Упражнения:
A – Перескажите кратко в виде списка абзац из текста о судах над нацистами, начинающийся словами «Уже с 1941 года», сохранив его главные факты.
B – Выпишите без изменений фрагмент текста о судах над нацистами, начиная со слов «70 лет назад» и заканчивая словами «чувствуя свою безнаказанность.».

Исходный текст:
● ● ● ● ●
СССР обвиняет

4/28/2019

СССР обвиняет


70 лет назад начался Нюрнбергский процесс — открытый суд человечества над нацизмом. Для перечисления его преступлений не хватит всех протоколов, многое скрыто в пепле и земле. Палачи методично убивали миллионы невинных, чувствуя свою безнаказанность.

 

До 1943 года никто в мире не имел опыта суда над нацистами и их пособниками! Не было в мировой истории аналогов такой жестокости, не было зверств таких временных и географических масштабов, поэтому не было и юридических норм для возмездия. Для правосудия еще нужно было освободить места преступлений и свидетелей, захватить в плен самих преступников.

 

Первым сделать все это смог Советский Союз. Именно его юристам выпала необычная и тяжелая работа — расследовать массовые злодеяния и вынести объективный приговор. Для этого во всех освобожденных районах Чрезвычайная государственная комиссия собирала факты о зверствах и злодеяниях. Для этого в лагерях несколько раз допрашивались миллионы военнопленных. Так возникала системная ответственность за миллионы злодеяний.

 

Большинство найденных рядовых преступников осудили в закрытом режиме — не хватало сил и времени. Наиболее кровавые и масштабные злодеяния тщательно расследовались для показательных процессов. Наказание выносилось на местах преступлений, где жертвы смотрели в глаза палачей.

 

*  *  *

 

Уже с 1941 года и до конца оккупации проводились открытые суды в партизанских отрядах и бригадах — над предателями, шпионами, мародерами. Их зрителями были сами партизаны и, позднее, жители соседних деревень. В освобожденных районах народные суды проводили показательные процессы над коллаборационистами, которых обвиняли пострадавшие соседи.

 

На фронте изменников и гитлеровцев карали военные трибуналы вплоть до выхода указа Президиума Верховного Совета СССР от 19 апреля 1943 г. Согласно Указу, дела про убийства военнопленных и мирных граждан поступали в военно-полевые суды при дивизиях и корпусах. Многие их заседания, по рекомендации командования, были открытыми, с участием местного населения.

 

В военных трибуналах, партизанских, народных и военно-полевых судах обвиняемые защищали сами себя. Частым приговором было публичное повешение, о чем потом выпускались листовки.
● ● ● ● ●
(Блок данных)
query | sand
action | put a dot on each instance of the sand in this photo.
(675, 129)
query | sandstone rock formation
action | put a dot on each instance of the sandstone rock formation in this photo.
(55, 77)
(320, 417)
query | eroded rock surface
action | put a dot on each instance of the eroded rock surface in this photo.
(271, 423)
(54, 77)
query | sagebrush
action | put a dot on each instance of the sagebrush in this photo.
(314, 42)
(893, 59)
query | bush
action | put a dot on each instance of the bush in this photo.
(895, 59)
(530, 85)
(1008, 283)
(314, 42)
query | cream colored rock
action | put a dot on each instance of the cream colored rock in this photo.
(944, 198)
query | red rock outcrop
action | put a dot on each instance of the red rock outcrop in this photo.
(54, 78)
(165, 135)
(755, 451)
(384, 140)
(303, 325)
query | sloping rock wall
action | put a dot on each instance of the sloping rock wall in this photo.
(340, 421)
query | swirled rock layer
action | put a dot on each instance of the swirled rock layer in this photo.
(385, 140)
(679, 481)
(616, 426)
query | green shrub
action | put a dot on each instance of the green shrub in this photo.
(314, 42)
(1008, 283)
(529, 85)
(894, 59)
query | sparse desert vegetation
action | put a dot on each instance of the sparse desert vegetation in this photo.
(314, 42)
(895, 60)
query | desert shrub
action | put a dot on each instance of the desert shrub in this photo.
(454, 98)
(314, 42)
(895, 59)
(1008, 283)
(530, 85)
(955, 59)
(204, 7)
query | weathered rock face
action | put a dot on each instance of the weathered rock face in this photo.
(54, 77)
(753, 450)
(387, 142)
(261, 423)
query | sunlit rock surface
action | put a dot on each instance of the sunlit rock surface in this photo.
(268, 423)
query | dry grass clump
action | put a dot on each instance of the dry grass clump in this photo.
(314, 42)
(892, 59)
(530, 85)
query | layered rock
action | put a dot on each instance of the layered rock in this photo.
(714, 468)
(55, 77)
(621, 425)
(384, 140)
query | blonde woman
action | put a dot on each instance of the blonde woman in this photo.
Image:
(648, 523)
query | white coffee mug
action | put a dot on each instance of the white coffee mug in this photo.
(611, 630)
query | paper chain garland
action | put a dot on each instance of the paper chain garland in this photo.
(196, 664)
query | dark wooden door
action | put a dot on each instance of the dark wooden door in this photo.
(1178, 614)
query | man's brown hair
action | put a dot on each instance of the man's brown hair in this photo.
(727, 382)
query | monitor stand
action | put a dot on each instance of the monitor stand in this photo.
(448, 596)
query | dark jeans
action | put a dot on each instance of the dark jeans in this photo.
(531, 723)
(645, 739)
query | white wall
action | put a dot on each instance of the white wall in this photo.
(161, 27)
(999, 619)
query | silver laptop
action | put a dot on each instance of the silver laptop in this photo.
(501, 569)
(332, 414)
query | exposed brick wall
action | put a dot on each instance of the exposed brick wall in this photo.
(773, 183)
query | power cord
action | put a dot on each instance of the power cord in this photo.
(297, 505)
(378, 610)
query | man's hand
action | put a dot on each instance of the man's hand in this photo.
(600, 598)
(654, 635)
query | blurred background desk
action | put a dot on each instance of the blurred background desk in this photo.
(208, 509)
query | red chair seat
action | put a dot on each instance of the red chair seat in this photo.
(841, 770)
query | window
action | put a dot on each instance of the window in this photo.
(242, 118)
● ● ● ● ●
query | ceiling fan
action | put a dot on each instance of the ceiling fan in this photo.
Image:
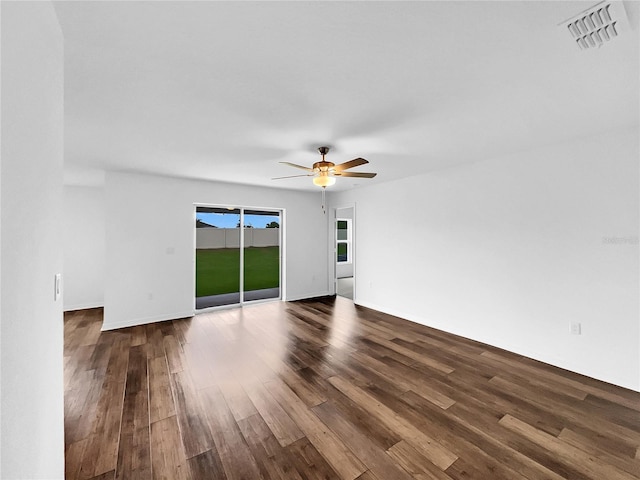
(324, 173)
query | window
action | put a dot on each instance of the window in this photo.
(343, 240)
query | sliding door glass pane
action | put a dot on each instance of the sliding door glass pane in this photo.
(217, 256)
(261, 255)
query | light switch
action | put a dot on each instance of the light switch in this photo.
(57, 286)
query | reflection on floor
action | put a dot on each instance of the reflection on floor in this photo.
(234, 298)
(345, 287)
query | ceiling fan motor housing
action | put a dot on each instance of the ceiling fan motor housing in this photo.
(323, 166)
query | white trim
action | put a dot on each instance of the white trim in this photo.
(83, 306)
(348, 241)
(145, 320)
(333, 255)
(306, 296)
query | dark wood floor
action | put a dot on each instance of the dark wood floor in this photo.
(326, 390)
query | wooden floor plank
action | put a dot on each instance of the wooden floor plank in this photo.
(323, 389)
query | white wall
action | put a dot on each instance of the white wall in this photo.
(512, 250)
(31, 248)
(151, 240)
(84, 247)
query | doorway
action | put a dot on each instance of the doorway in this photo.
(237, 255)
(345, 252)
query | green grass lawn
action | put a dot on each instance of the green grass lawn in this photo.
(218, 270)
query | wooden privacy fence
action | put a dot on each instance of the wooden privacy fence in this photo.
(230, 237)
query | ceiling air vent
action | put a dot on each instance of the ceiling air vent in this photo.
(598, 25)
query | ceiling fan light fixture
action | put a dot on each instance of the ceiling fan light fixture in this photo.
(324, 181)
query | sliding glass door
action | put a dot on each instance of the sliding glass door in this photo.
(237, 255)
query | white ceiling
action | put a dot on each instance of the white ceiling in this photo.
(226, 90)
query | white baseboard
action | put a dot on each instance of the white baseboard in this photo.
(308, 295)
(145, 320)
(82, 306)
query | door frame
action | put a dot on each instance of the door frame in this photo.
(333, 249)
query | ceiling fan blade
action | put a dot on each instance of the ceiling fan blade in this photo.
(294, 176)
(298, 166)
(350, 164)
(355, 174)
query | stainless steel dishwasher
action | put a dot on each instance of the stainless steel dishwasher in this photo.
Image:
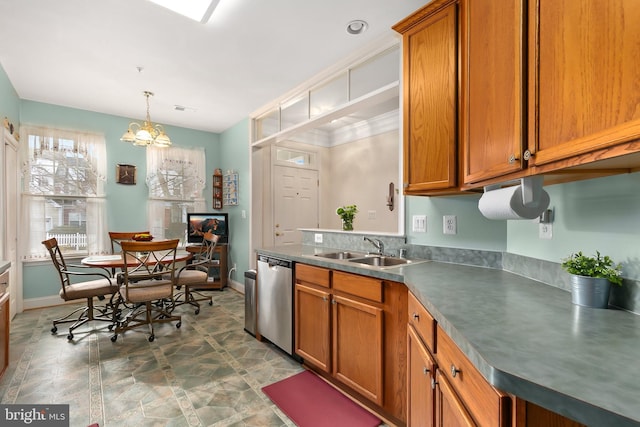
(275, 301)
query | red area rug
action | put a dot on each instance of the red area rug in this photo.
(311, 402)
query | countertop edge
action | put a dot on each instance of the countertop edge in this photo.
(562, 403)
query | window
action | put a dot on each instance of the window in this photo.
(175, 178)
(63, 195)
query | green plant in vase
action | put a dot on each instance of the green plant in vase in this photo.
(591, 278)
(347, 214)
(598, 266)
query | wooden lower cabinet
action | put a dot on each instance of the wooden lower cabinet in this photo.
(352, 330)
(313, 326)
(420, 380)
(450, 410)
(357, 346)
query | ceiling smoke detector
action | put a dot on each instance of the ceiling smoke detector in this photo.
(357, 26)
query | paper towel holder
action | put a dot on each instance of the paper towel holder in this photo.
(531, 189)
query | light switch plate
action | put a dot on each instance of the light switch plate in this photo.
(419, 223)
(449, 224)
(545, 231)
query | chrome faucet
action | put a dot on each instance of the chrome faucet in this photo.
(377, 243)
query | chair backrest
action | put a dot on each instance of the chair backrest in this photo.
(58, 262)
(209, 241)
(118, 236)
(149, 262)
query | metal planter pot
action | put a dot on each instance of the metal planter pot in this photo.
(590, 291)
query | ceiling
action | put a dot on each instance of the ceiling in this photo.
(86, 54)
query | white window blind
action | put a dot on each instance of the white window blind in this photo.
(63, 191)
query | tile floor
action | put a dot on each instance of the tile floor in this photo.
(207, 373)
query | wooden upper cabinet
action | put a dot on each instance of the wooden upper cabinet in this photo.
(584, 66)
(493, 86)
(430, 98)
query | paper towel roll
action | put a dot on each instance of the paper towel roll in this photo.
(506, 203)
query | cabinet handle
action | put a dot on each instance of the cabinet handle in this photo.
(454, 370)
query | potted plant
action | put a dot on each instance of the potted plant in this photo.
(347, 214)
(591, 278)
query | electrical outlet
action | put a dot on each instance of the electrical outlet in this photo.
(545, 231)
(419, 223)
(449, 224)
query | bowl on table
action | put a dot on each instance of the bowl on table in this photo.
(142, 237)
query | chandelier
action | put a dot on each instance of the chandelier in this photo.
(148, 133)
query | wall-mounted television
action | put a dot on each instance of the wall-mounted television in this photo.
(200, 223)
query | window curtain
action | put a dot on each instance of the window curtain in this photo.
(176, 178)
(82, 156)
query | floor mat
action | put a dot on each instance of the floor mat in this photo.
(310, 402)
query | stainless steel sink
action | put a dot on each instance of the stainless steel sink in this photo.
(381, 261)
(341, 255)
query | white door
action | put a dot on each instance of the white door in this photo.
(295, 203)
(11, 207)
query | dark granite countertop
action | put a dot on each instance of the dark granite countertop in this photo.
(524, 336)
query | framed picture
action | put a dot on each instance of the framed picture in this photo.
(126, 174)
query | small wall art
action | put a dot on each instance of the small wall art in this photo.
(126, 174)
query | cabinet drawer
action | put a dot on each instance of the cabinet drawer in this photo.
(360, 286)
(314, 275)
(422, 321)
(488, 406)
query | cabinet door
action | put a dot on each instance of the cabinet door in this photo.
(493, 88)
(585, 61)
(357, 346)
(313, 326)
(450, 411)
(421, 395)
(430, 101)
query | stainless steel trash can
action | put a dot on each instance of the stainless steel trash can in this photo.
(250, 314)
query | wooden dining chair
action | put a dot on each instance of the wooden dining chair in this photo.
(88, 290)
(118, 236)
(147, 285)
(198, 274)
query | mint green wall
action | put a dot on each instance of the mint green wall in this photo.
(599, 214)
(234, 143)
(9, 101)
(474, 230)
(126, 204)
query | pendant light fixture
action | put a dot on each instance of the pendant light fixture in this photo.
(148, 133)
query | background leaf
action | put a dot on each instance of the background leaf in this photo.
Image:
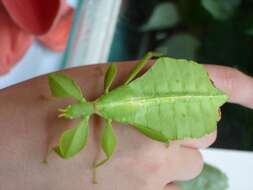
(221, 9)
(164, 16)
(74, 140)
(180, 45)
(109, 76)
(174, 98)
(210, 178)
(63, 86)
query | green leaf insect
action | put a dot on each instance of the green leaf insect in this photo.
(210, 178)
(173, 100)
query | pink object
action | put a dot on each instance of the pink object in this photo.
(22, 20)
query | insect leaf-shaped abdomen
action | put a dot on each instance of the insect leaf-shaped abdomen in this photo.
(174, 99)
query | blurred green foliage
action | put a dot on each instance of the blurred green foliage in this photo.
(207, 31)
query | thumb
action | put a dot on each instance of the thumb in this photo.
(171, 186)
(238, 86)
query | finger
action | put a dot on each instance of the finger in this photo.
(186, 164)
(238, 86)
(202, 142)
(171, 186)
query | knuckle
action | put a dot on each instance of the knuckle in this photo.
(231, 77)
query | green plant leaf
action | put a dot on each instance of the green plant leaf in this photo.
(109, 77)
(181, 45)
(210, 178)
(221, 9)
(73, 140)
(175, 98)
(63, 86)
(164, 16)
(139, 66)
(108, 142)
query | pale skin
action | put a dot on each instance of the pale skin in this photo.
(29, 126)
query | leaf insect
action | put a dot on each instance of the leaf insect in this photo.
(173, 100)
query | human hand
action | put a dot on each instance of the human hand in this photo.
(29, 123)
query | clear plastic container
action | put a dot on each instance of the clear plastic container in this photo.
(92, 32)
● ● ● ● ●
Ответы к заданиям:
A –
- С 1941 года и до конца оккупации в партизанских отрядах и бригадах проводились открытые суды над предателями, шпионами и мародерами.
- Зрителями этих судов были сами партизаны, а позднее и жители соседних деревень.
- В освобожденных районах народные суды проводили показательные процессы над коллаборационистами. Обвинителями на них выступали пострадавшие соседи.

B –
70 лет назад начался Нюрнбергский процесс — открытый суд человечества над нацизмом. Для перечисления его преступлений не хватит всех протоколов, многое скрыто в пепле и земле. Палачи методично убивали миллионы невинных, чувствуя свою безнаказанность.